Top of RECORDS FOR THE TASK
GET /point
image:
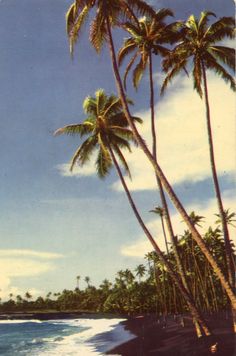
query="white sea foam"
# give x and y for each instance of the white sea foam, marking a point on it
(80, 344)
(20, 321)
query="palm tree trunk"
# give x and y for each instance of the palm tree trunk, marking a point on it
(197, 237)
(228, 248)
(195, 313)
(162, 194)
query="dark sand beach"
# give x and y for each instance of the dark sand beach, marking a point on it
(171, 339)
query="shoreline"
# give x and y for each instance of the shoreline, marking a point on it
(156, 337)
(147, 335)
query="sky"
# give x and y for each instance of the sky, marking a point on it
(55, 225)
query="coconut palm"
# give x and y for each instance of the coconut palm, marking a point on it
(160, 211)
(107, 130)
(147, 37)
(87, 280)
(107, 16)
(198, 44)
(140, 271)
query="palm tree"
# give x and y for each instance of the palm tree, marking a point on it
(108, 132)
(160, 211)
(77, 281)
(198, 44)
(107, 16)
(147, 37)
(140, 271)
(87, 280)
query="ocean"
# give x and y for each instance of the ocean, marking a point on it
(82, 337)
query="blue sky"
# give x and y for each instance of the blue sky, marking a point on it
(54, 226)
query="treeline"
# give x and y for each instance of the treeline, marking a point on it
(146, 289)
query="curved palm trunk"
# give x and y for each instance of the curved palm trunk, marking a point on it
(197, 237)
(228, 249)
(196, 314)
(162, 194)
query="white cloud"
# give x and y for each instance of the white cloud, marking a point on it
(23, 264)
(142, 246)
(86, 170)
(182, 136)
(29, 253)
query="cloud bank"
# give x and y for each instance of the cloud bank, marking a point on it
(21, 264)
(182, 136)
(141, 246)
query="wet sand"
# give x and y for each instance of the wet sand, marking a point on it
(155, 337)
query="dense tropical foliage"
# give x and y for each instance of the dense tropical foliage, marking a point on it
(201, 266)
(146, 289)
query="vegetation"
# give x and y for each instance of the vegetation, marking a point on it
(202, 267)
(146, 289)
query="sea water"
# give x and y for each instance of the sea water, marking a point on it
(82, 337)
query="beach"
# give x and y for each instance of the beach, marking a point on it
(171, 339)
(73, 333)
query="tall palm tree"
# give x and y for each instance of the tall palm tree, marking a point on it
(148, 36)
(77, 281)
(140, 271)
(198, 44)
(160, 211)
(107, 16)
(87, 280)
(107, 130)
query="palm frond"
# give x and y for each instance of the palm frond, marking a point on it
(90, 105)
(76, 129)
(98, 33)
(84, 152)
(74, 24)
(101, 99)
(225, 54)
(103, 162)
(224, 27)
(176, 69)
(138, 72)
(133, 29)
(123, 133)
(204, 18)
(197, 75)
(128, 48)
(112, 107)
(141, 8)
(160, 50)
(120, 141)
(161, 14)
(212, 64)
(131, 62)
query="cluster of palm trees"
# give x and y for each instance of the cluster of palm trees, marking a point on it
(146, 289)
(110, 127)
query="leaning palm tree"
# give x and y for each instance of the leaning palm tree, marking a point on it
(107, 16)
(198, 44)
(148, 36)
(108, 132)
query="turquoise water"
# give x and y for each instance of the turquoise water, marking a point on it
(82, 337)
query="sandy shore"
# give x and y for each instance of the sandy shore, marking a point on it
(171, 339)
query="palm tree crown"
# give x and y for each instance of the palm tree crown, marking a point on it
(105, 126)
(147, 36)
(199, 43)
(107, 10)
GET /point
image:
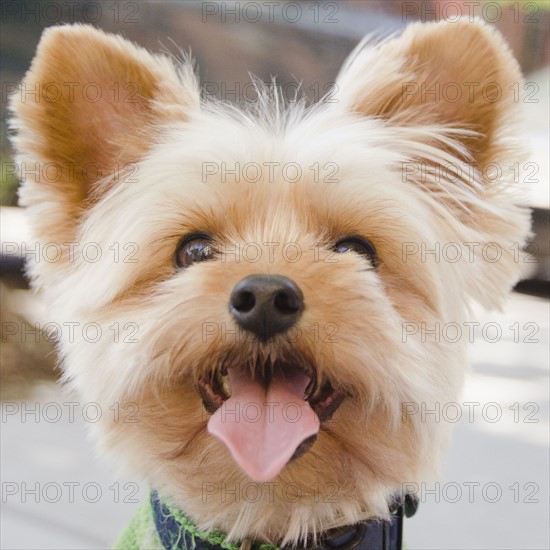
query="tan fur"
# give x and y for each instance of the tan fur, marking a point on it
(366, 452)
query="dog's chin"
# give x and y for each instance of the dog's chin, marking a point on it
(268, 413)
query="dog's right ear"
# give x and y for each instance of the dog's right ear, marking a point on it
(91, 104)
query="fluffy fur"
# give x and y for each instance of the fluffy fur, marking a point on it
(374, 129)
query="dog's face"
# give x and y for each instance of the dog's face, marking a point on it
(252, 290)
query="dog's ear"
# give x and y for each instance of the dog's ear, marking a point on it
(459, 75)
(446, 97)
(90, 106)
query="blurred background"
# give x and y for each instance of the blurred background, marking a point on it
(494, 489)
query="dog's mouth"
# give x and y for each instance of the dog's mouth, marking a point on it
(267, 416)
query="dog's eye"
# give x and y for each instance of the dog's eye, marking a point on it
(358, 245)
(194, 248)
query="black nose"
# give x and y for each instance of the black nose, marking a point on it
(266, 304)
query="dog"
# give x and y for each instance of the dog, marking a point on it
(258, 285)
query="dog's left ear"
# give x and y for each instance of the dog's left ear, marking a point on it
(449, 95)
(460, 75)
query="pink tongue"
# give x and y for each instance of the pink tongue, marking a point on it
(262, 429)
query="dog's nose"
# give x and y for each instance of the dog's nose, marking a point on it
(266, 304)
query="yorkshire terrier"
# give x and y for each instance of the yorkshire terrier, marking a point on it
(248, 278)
Bottom of RECORDS FOR THE TASK
▸ ACTIVITY:
The whole listing should be restated word for word, with no pictures.

▸ TASK RESULT:
GET /point
image:
query="white sea foam"
# give x and y for each instance of the white sea foam, marking a point on it
(80, 344)
(20, 321)
query="palm tree trunk"
# give x and y for each instance of the palm tree trunk, marking a point on it
(197, 237)
(228, 248)
(195, 313)
(162, 194)
query="dark sand beach"
# give x and y for each instance of the dark sand beach, marking a point on it
(171, 339)
query="shoreline"
# give x and y for each instance of the shoreline, marking a point on it
(156, 337)
(147, 335)
query="sky"
# give x and y for each instance of the sky, marking a point on it
(55, 225)
query="coconut palm"
# give x and y for each instance of the coconut palm, marking a point on it
(160, 211)
(107, 130)
(147, 37)
(87, 280)
(107, 16)
(198, 44)
(140, 271)
query="palm tree"
# give x and y for each instance of the palm tree, marking a point on it
(108, 132)
(160, 211)
(77, 281)
(198, 44)
(107, 16)
(147, 37)
(140, 271)
(87, 280)
query="ocean"
# give x and y for each instance of the ocean, marking a point on it
(82, 337)
query="blue sky"
# give x and y for each instance of the blue sky, marking a point on it
(54, 226)
query="treeline"
# give x and y for each instance of the treeline, marking a point on it
(146, 289)
query="curved palm trunk"
# give x and y for each instance of the curved palm trunk, marking a point on it
(197, 237)
(228, 249)
(196, 314)
(162, 194)
query="white cloud"
# give x and y for each instance of the white cloud, marking a point on it
(23, 264)
(142, 246)
(86, 170)
(182, 136)
(29, 253)
query="cloud bank"
# give x and y for each instance of the cloud bank, marking a point on it
(21, 264)
(182, 136)
(141, 246)
query="wet sand"
# give x and y for each instance of the wet sand, marking a point on it
(155, 337)
query="dense tropical foliage"
# give x and y for each instance of the dense tropical foliage, marking a point on it
(201, 266)
(146, 289)
query="vegetation"
# give x and y for each instance of the vegetation, marking a point on it
(202, 267)
(146, 289)
query="sea water"
# give x and y for each instance of the sea water, marking a point on it
(82, 337)
query="beach"
# give x and y for each instance of the beach, marking a point on it
(171, 339)
(73, 333)
query="tall palm tree"
# give x and y for each instance of the tall palm tree, marking a point on it
(148, 36)
(77, 281)
(140, 271)
(198, 44)
(160, 211)
(107, 16)
(87, 280)
(107, 130)
query="palm frond"
# give x and y for each instance of the palm frond, marking a point on it
(90, 105)
(76, 129)
(98, 33)
(84, 152)
(74, 24)
(101, 99)
(225, 54)
(103, 162)
(224, 27)
(176, 69)
(138, 72)
(133, 29)
(123, 133)
(204, 18)
(197, 75)
(128, 48)
(112, 107)
(141, 8)
(160, 50)
(120, 141)
(161, 14)
(212, 64)
(131, 62)
query="cluster of palm trees"
# give x and y for each instance of the cluster of palm trees, marking a point on it
(146, 289)
(110, 127)
query="leaning palm tree"
# give x and y for each instance of the leaning palm tree, marking a point on it
(107, 16)
(198, 44)
(148, 36)
(108, 132)
query="turquoise water"
# give x and y for each instance of the turquoise water, marking a point on it
(82, 337)
query="sandy shore"
# give x and y for each instance of the sandy shore, marking a point on it
(171, 339)
query="palm tree crown"
# give x and y for each instance of the palm tree crown, marking a point on it
(105, 126)
(147, 36)
(199, 43)
(107, 10)
GET /point
image:
query="tan fur"
# give x and y for each instance of the tan fur, marking a point on it
(366, 452)
query="dog's chin"
# give x and y for each instance of the dog's chin, marking a point on it
(268, 413)
query="dog's right ear"
# give x and y for each instance of the dog's right ear, marking a point on it
(91, 104)
query="fluffy fur"
# give x and y for each instance of the fluffy fur, marking a point on it
(374, 129)
query="dog's face"
# give x and y for each instance of the dog's face, marking a point on it
(252, 290)
query="dog's ear"
# give x and y for each instance of the dog's ear, marking a point on it
(459, 75)
(446, 97)
(90, 106)
query="blurred background"
# give x and y for each instance of the blurred background, marking a point on it
(494, 489)
query="dog's mouth"
# give x and y for each instance of the dog's mouth, marking a point on it
(267, 416)
query="dog's eye"
# give x and y for each instance of the dog's eye, marking a point on it
(358, 245)
(194, 248)
query="black nose"
# give x and y for each instance of the black nose, marking a point on it
(266, 304)
query="dog"
# give x and y for each instance of the dog, marking a point on it
(258, 285)
query="dog's left ear"
# give x and y for each instance of the dog's left ear, marking a point on it
(449, 95)
(460, 75)
query="pink tongue"
# give x and y for each instance of the pink tongue, marking a point on it
(262, 429)
query="dog's nose"
# give x and y for each instance of the dog's nose, marking a point on it
(266, 304)
query="yorkshire terrier"
# give x and y for each instance of the yorkshire terrier, marking a point on it
(248, 278)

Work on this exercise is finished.